▶ _Exercise prompt_:
Lay out every line of the items below as a Markdown table with the columns Row and Line, numbering the rows and leaving out blank lines.

▶ _Extracted entries_:
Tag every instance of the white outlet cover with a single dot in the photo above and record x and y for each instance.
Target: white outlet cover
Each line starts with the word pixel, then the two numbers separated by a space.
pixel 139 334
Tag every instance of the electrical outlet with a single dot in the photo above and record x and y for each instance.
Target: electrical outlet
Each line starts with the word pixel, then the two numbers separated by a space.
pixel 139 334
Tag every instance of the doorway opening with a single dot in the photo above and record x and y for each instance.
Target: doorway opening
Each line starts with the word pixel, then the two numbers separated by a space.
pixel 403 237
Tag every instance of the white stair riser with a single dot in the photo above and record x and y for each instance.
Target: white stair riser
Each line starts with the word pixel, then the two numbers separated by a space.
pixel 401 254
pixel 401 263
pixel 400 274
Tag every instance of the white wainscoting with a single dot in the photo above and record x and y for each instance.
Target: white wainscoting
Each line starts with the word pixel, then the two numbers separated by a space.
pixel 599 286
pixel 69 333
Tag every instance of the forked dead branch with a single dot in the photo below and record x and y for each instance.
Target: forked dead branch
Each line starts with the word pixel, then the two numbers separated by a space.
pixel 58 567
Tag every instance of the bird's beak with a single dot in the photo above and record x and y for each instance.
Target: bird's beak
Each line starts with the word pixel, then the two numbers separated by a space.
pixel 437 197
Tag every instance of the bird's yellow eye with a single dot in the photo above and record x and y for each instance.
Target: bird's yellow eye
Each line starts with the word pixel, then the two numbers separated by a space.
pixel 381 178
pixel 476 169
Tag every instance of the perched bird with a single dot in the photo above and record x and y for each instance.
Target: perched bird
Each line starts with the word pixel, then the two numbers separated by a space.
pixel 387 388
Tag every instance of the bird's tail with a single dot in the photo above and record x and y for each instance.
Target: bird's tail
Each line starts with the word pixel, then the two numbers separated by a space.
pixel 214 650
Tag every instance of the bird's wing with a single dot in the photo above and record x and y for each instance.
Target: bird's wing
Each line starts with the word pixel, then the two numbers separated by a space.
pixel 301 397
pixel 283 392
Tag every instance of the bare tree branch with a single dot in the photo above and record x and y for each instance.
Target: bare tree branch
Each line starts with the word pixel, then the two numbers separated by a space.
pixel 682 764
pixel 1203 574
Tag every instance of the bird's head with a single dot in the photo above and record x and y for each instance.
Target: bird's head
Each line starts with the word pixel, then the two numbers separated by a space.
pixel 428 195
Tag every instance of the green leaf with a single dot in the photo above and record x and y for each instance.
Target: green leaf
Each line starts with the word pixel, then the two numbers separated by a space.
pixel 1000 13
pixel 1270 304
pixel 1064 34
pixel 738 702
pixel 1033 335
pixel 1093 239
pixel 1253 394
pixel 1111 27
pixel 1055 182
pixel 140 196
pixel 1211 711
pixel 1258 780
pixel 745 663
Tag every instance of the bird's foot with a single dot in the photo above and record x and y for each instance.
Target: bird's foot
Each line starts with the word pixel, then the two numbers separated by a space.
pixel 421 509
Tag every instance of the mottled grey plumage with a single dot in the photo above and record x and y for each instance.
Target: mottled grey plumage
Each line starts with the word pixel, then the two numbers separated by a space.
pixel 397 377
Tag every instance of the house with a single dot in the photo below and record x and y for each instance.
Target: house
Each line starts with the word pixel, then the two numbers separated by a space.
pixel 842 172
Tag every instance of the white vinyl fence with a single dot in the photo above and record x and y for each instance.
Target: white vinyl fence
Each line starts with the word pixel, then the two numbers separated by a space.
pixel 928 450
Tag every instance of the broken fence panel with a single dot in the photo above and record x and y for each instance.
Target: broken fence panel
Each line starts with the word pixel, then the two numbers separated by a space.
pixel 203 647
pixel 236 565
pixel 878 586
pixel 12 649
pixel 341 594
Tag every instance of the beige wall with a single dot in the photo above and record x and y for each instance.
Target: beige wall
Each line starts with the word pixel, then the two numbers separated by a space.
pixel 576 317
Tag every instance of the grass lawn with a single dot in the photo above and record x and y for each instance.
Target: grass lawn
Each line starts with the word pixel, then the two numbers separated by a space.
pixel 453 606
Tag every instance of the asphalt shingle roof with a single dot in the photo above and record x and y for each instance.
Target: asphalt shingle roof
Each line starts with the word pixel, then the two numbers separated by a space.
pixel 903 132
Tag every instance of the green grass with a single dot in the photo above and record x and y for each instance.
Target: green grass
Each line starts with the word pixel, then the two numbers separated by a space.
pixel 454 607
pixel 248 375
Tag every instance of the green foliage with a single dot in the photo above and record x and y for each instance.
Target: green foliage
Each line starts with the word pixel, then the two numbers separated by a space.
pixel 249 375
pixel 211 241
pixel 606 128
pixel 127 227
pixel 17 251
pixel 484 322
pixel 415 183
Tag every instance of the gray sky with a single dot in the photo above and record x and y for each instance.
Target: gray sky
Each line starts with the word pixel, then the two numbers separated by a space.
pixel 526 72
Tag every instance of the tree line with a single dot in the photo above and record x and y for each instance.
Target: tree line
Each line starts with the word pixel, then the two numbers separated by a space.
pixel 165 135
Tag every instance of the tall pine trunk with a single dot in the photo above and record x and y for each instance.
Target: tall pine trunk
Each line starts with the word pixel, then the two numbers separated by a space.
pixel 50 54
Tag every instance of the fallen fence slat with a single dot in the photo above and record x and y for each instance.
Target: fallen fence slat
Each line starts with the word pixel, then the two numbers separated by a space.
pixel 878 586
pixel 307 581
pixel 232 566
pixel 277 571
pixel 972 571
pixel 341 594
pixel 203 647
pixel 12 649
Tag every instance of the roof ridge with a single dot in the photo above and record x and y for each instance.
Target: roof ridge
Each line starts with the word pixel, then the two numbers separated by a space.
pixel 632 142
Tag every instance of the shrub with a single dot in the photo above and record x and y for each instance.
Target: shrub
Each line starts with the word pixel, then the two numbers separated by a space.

▶ _Reply_:
| Row | Line |
|---|---|
| 1 | Tag every instance of the white outlet cover with a single dot in the photo above and record x and y for each instance. |
| 2 | Target: white outlet cover |
| 3 | Each line starts with the word pixel, then the two numbers separated by a space. |
| 4 | pixel 139 334 |
| 5 | Tag every instance of the electrical outlet with a single dot in the photo above and record x and y for each instance. |
| 6 | Target: electrical outlet |
| 7 | Each line starts with the word pixel, then the two numbers separated by a space. |
| 8 | pixel 139 334 |
| 9 | Tag every instance of the doorway opening with a single dot in the photo above and record x and y for each instance. |
| 10 | Target: doorway opening |
| 11 | Each line starts with the word pixel, then the two numbers separated by a space. |
| 12 | pixel 403 237 |
| 13 | Tag every instance of the white stair riser with a single dot in the photo above and record x and y for each instance. |
| 14 | Target: white stair riser |
| 15 | Each line starts with the word pixel, then the two numbers separated by a space. |
| 16 | pixel 401 254 |
| 17 | pixel 401 263 |
| 18 | pixel 400 274 |
| 19 | Tag every instance of the white wainscoting with a single dot in the photo above and record x and y for each instance. |
| 20 | Target: white wainscoting |
| 21 | Each line starts with the word pixel, then the two numbers separated by a space. |
| 22 | pixel 599 286 |
| 23 | pixel 69 333 |
| 24 | Tag every instance of the forked dead branch with a single dot in the photo below and record x and y for each instance. |
| 25 | Target: forked dead branch |
| 26 | Each line starts with the word pixel, then the two numbers separated by a space. |
| 27 | pixel 58 567 |
| 28 | Tag every instance of the bird's beak with a single dot in the photo above and record x and y for each instance. |
| 29 | Target: bird's beak |
| 30 | Each line starts with the word pixel, then the two numbers separated by a space. |
| 31 | pixel 437 197 |
| 32 | Tag every instance of the bird's yellow eye with a single dot in the photo above and record x and y for each instance. |
| 33 | Target: bird's yellow eye |
| 34 | Each line starts with the word pixel, then the two numbers separated by a space. |
| 35 | pixel 381 178 |
| 36 | pixel 476 169 |
| 37 | Tag every instance of the perched bird with a single dot in the photo above and record x and y for each instance. |
| 38 | Target: perched bird |
| 39 | Each line starts with the word pixel, then the two numbers separated by a space. |
| 40 | pixel 387 388 |
| 41 | Tag every instance of the bird's tail with a single dot in the photo above and record x and y for each instance. |
| 42 | Target: bird's tail |
| 43 | Each line starts with the word pixel, then the two numbers separated by a space. |
| 44 | pixel 214 650 |
| 45 | Tag every instance of the bird's wing with a single dot in the photo above and record x and y for each instance. |
| 46 | Target: bird's wing |
| 47 | Each line starts with the word pixel, then the two numbers separated by a space. |
| 48 | pixel 301 397 |
| 49 | pixel 283 392 |
| 50 | Tag every instance of the bare tree branch with a single dot in the photo above and record x and y for each instance. |
| 51 | Target: bare tree branch |
| 52 | Each line starts with the word pixel, then the two numbers separated by a space. |
| 53 | pixel 682 764 |
| 54 | pixel 1203 574 |
| 55 | Tag every instance of the bird's head with a single dot in the photo above and record x and y for each instance. |
| 56 | Target: bird's head |
| 57 | Each line starts with the word pixel, then the two numbers separated by a space. |
| 58 | pixel 428 195 |
| 59 | Tag every instance of the green leaf with a single dot in the photo above and record x and y for each instance. |
| 60 | Target: green leaf |
| 61 | Each line starts with the word pixel, then the two numbers separated by a space. |
| 62 | pixel 1000 13 |
| 63 | pixel 1270 304 |
| 64 | pixel 1064 34 |
| 65 | pixel 738 702 |
| 66 | pixel 1033 335 |
| 67 | pixel 1093 239 |
| 68 | pixel 1253 394 |
| 69 | pixel 1111 27 |
| 70 | pixel 1055 182 |
| 71 | pixel 140 196 |
| 72 | pixel 1211 711 |
| 73 | pixel 1258 780 |
| 74 | pixel 745 663 |
| 75 | Tag every instance of the bird's foot with a single dot in the photo above and record x and y for each instance. |
| 76 | Target: bird's foot |
| 77 | Each line starts with the word pixel, then the two numbers separated by a space. |
| 78 | pixel 421 509 |
| 79 | Tag every instance of the mottled grey plumage with a single dot in the photo above and record x and y for each instance. |
| 80 | Target: mottled grey plumage |
| 81 | Each line starts with the word pixel, then the two numbers separated by a space. |
| 82 | pixel 397 377 |
| 83 | Tag every instance of the house with a single dot in the photo below and record x and y for each instance. |
| 84 | Target: house |
| 85 | Each line starts with the word pixel, then the two numbers separated by a space. |
| 86 | pixel 842 172 |
| 87 | Tag every instance of the white vinyl fence with a single dot in the photo above and record x and y for each instance. |
| 88 | Target: white vinyl fence |
| 89 | Each line starts with the word pixel, then the two numbers separated by a space. |
| 90 | pixel 928 450 |
| 91 | Tag every instance of the broken fence panel with a single dot in the photo above and record x and y for each instance. |
| 92 | Target: broken fence panel |
| 93 | Each line starts with the word pixel, then the two numbers separated by a space. |
| 94 | pixel 203 647 |
| 95 | pixel 236 565 |
| 96 | pixel 878 586 |
| 97 | pixel 12 649 |
| 98 | pixel 341 594 |
| 99 | Tag every instance of the beige wall with a single dot in the photo above and record x and y for each instance. |
| 100 | Target: beige wall |
| 101 | Each line starts with the word pixel, then the two numbers separated by a space. |
| 102 | pixel 576 317 |
| 103 | Tag every instance of the grass lawn with a single dot in the photo above and record x and y for each instance. |
| 104 | Target: grass lawn |
| 105 | Each line starts with the word pixel, then the two numbers separated by a space. |
| 106 | pixel 453 606 |
| 107 | Tag every instance of the asphalt shingle roof with a single dot in the photo above and record x and y for each instance. |
| 108 | Target: asphalt shingle roof |
| 109 | Each line starts with the word pixel, then the two numbers separated by a space. |
| 110 | pixel 903 132 |
| 111 | Tag every instance of the green grass with a single dot in the photo above and record x and y for each instance. |
| 112 | Target: green grass |
| 113 | Each line starts with the word pixel, then the two numbers separated by a space. |
| 114 | pixel 454 607 |
| 115 | pixel 248 375 |
| 116 | Tag every instance of the green foliage with a single dot in the photo above and record x and y for each instance. |
| 117 | Target: green foliage |
| 118 | Each line starts with the word pixel, then the two numbers separated by a space. |
| 119 | pixel 249 375 |
| 120 | pixel 211 241 |
| 121 | pixel 606 128 |
| 122 | pixel 127 227 |
| 123 | pixel 17 251 |
| 124 | pixel 484 322 |
| 125 | pixel 415 183 |
| 126 | Tag every instance of the gray sky with a single dot in the photo above and record x and y for each instance. |
| 127 | Target: gray sky |
| 128 | Each line starts with the word pixel, then the two numbers separated by a space. |
| 129 | pixel 526 72 |
| 130 | Tag every instance of the tree line with a single dot in the photo above and record x and y for each instance. |
| 131 | Target: tree line |
| 132 | Each line starts with the word pixel, then the two numbers separated by a space. |
| 133 | pixel 165 135 |
| 134 | Tag every instance of the tall pine trunk with a single dot in the photo above and record x and y for each instance. |
| 135 | Target: tall pine trunk |
| 136 | Each line starts with the word pixel, then the two numbers separated by a space. |
| 137 | pixel 50 54 |
| 138 | Tag every instance of the fallen fence slat with a single dot in the photo above and record x and y for each instance. |
| 139 | Target: fallen fence slat |
| 140 | Each line starts with the word pixel, then the two numbers separated by a space. |
| 141 | pixel 878 586 |
| 142 | pixel 307 581 |
| 143 | pixel 232 566 |
| 144 | pixel 277 571 |
| 145 | pixel 972 571 |
| 146 | pixel 341 594 |
| 147 | pixel 203 647 |
| 148 | pixel 12 649 |
| 149 | Tag every instance of the roof ridge with a single dot in the photo above and record x and y for each instance. |
| 150 | Target: roof ridge |
| 151 | Each line starts with the word pixel, then the two numbers separated by a space. |
| 152 | pixel 632 142 |
| 153 | Tag every instance of the shrub with a single dot in the photo above and record x and y for each instance. |
| 154 | Target: shrub |
| 155 | Each line starts with the word pixel, then the two numbers separated by a space. |